─── Excerpted data ───
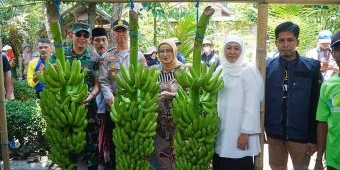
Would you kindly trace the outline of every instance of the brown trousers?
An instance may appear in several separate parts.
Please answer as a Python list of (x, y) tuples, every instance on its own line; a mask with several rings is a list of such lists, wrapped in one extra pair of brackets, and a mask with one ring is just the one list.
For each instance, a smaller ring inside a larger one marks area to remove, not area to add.
[(288, 154), (294, 170), (307, 170), (310, 156), (306, 154), (307, 143), (283, 141), (268, 137), (269, 165), (273, 170), (286, 170)]

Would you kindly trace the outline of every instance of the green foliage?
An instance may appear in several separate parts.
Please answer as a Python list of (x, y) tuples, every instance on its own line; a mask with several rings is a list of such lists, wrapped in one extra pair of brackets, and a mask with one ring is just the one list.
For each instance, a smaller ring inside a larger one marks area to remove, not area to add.
[(27, 101), (35, 98), (35, 91), (33, 88), (28, 86), (26, 80), (16, 80), (13, 82), (15, 99), (19, 101)]
[(300, 44), (297, 50), (301, 55), (317, 44), (318, 32), (328, 29), (335, 32), (340, 28), (340, 8), (335, 5), (270, 5), (268, 11), (268, 36), (270, 49), (275, 49), (275, 27), (285, 21), (300, 26)]
[(45, 122), (35, 99), (6, 101), (6, 113), (8, 136), (18, 139), (20, 148), (39, 151), (47, 147), (42, 135)]

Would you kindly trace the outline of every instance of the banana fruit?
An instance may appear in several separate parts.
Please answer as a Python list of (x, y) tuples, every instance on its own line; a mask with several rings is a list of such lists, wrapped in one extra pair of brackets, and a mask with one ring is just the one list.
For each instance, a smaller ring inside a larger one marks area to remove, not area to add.
[(112, 131), (116, 169), (151, 169), (146, 158), (154, 152), (160, 72), (142, 63), (120, 69), (121, 74), (115, 76), (119, 88), (110, 113), (116, 123)]
[(48, 156), (66, 169), (76, 168), (71, 155), (81, 153), (86, 144), (87, 109), (82, 104), (88, 94), (86, 74), (79, 60), (73, 60), (71, 65), (68, 60), (57, 59), (37, 75), (46, 86), (40, 93), (39, 105), (47, 125), (44, 136), (52, 145)]
[[(213, 13), (213, 10), (209, 7), (203, 12), (197, 35), (204, 35), (205, 30), (200, 29), (206, 28), (211, 12)], [(210, 15), (207, 15), (208, 13)], [(205, 19), (203, 23), (201, 23), (202, 18)], [(176, 127), (175, 166), (179, 170), (210, 169), (215, 140), (219, 133), (217, 93), (224, 85), (220, 77), (222, 70), (215, 71), (215, 65), (208, 67), (206, 63), (197, 61), (200, 59), (201, 46), (202, 40), (196, 37), (197, 49), (194, 49), (193, 67), (179, 70), (175, 74), (180, 87), (172, 100), (171, 112)], [(196, 64), (198, 64), (197, 70), (194, 69)]]

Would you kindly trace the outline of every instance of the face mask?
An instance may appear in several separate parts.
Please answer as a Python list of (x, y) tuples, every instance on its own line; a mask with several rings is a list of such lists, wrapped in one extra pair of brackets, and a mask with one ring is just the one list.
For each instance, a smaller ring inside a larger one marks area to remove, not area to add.
[(203, 47), (203, 52), (204, 53), (209, 53), (210, 52), (210, 47), (209, 46)]

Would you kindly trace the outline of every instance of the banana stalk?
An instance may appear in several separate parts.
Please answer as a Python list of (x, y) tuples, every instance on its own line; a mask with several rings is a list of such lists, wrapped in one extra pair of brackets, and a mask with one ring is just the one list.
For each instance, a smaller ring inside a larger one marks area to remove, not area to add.
[(119, 88), (111, 106), (112, 131), (115, 144), (116, 169), (150, 169), (149, 158), (154, 152), (157, 129), (158, 89), (160, 72), (155, 67), (137, 64), (138, 16), (130, 11), (130, 65), (121, 66), (115, 76)]
[[(208, 6), (200, 17), (194, 52), (193, 67), (180, 70), (175, 78), (180, 85), (172, 101), (173, 121), (176, 126), (174, 147), (176, 169), (209, 169), (220, 120), (217, 115), (217, 92), (223, 87), (221, 70), (201, 65), (203, 37), (214, 9)], [(202, 72), (202, 73), (201, 73)], [(188, 89), (186, 91), (185, 89)]]
[[(196, 75), (200, 77), (201, 75), (201, 50), (202, 50), (202, 42), (204, 39), (205, 31), (207, 29), (207, 25), (209, 24), (210, 17), (214, 14), (215, 10), (211, 6), (207, 6), (198, 22), (196, 37), (193, 49), (193, 68), (196, 72)], [(199, 113), (199, 89), (193, 89), (193, 106), (192, 109), (194, 113)]]
[(129, 12), (130, 24), (130, 64), (137, 68), (138, 57), (138, 14), (134, 10)]
[(63, 69), (65, 69), (65, 56), (63, 48), (63, 39), (61, 36), (60, 23), (58, 19), (58, 10), (54, 1), (46, 3), (48, 12), (48, 23), (52, 32), (52, 38), (54, 40), (55, 52), (59, 59)]
[(72, 67), (65, 61), (58, 10), (55, 1), (47, 2), (48, 22), (55, 43), (56, 63), (46, 62), (43, 73), (37, 73), (45, 89), (40, 93), (40, 108), (46, 121), (45, 138), (52, 145), (49, 158), (58, 166), (76, 168), (71, 157), (85, 148), (87, 110), (82, 104), (88, 87), (84, 84), (86, 69), (81, 71), (81, 62), (74, 60)]
[(210, 17), (214, 14), (214, 12), (215, 10), (211, 6), (206, 7), (197, 25), (196, 37), (195, 37), (195, 43), (194, 43), (194, 49), (193, 49), (193, 67), (198, 76), (200, 76), (200, 68), (201, 68), (202, 43), (203, 43), (205, 31), (209, 24)]

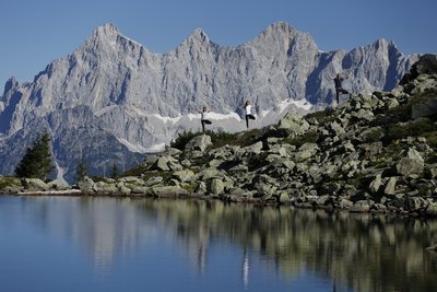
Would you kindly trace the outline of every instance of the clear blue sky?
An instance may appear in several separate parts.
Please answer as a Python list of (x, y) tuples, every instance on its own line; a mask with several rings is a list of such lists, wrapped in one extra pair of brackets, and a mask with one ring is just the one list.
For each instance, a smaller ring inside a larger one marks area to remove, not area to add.
[(404, 54), (437, 52), (436, 0), (9, 0), (0, 9), (0, 94), (11, 75), (32, 81), (107, 22), (154, 52), (197, 27), (239, 45), (276, 21), (311, 34), (321, 50), (383, 37)]

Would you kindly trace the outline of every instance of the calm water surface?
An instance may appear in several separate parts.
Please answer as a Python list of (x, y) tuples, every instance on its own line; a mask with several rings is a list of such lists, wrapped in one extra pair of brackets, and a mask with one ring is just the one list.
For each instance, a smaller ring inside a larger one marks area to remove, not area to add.
[(437, 291), (437, 222), (0, 197), (0, 291)]

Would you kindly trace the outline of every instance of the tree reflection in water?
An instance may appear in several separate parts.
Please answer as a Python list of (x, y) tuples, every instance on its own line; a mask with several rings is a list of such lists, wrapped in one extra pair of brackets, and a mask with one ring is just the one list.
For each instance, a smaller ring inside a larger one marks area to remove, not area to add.
[[(201, 273), (213, 244), (238, 246), (244, 288), (252, 265), (267, 262), (281, 277), (312, 273), (338, 291), (437, 291), (437, 256), (426, 250), (437, 243), (437, 221), (203, 200), (23, 198), (22, 206), (19, 213), (68, 235), (104, 268), (166, 234)], [(13, 222), (5, 210), (0, 219)]]
[(200, 271), (212, 238), (240, 245), (244, 287), (255, 253), (287, 278), (324, 276), (333, 290), (437, 291), (437, 257), (425, 249), (437, 240), (437, 221), (199, 200), (145, 200), (142, 208), (175, 229)]

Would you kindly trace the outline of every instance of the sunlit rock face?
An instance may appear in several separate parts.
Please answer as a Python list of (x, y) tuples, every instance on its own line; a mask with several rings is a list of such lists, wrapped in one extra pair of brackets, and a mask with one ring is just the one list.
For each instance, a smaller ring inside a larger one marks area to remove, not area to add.
[(72, 182), (82, 156), (92, 174), (107, 174), (113, 164), (125, 170), (178, 132), (199, 130), (203, 106), (213, 112), (211, 129), (240, 131), (241, 106), (251, 101), (258, 115), (251, 127), (262, 127), (291, 107), (304, 113), (329, 105), (336, 72), (349, 73), (344, 86), (352, 92), (391, 90), (416, 58), (385, 39), (323, 52), (284, 22), (235, 47), (196, 30), (174, 50), (154, 54), (106, 24), (32, 82), (5, 83), (0, 173), (12, 174), (43, 131), (54, 139), (58, 177)]

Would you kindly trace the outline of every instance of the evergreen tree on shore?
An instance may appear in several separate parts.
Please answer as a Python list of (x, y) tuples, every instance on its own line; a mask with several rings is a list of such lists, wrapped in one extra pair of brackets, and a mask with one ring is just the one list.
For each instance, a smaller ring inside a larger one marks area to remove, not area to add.
[(75, 168), (75, 178), (81, 180), (84, 176), (88, 174), (88, 167), (86, 165), (85, 156), (82, 156), (79, 161), (78, 167)]
[(17, 177), (39, 178), (46, 180), (55, 170), (51, 157), (51, 138), (48, 132), (37, 138), (15, 168)]

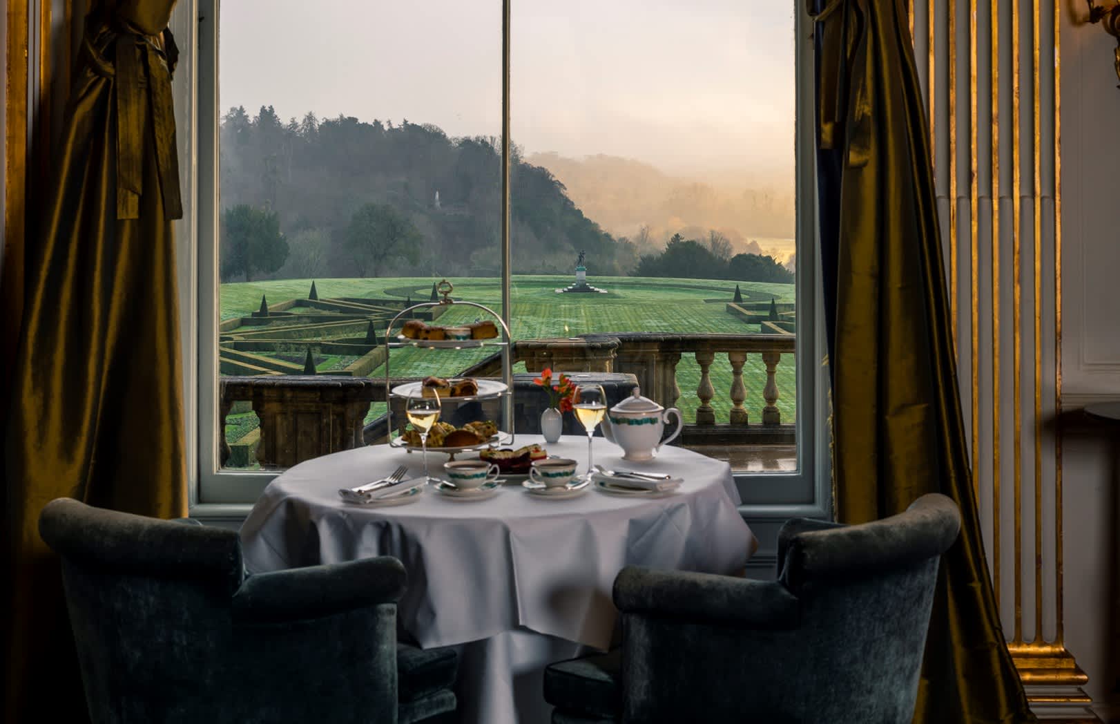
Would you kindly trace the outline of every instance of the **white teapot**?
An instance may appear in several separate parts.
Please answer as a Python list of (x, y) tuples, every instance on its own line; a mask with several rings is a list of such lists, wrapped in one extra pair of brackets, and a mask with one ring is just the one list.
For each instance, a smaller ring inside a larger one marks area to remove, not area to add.
[[(676, 416), (676, 429), (661, 439), (665, 431), (665, 423), (672, 412)], [(647, 397), (642, 397), (642, 390), (634, 388), (631, 397), (607, 410), (603, 420), (603, 436), (623, 448), (623, 460), (653, 460), (654, 453), (661, 449), (674, 437), (681, 434), (684, 419), (675, 407), (668, 410)]]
───
→ **Task goal**
Rewrite the part that opens with the line containing "reflection in water?" and closes with the line containing "208), (175, 229)]", replacing "tree reflection" with "reflected tree" and leaving everything else unchanged.

→ **The reply**
Would you kindly trace the outline of every instance of the reflected tree in water?
An instance may appear in several separate parts.
Please answer as a Python list of (x, y) tuples, every instance on its own line; a mask with several rings is a list of such lists, wrapped in one extra pair of brackets, and a mask with one ring is just the one list.
For each instance, a smaller ring inside a larger one marks area to remove, not area to add.
[[(201, 273), (213, 244), (238, 246), (244, 288), (252, 265), (267, 262), (281, 277), (312, 273), (338, 291), (437, 291), (437, 256), (426, 250), (437, 243), (437, 221), (203, 200), (23, 198), (22, 206), (19, 213), (68, 235), (104, 268), (166, 234)], [(13, 222), (5, 210), (0, 219)]]
[(200, 271), (212, 238), (240, 245), (244, 287), (255, 253), (287, 278), (324, 276), (333, 290), (437, 291), (437, 257), (425, 249), (437, 240), (437, 221), (199, 200), (145, 200), (142, 208), (175, 229)]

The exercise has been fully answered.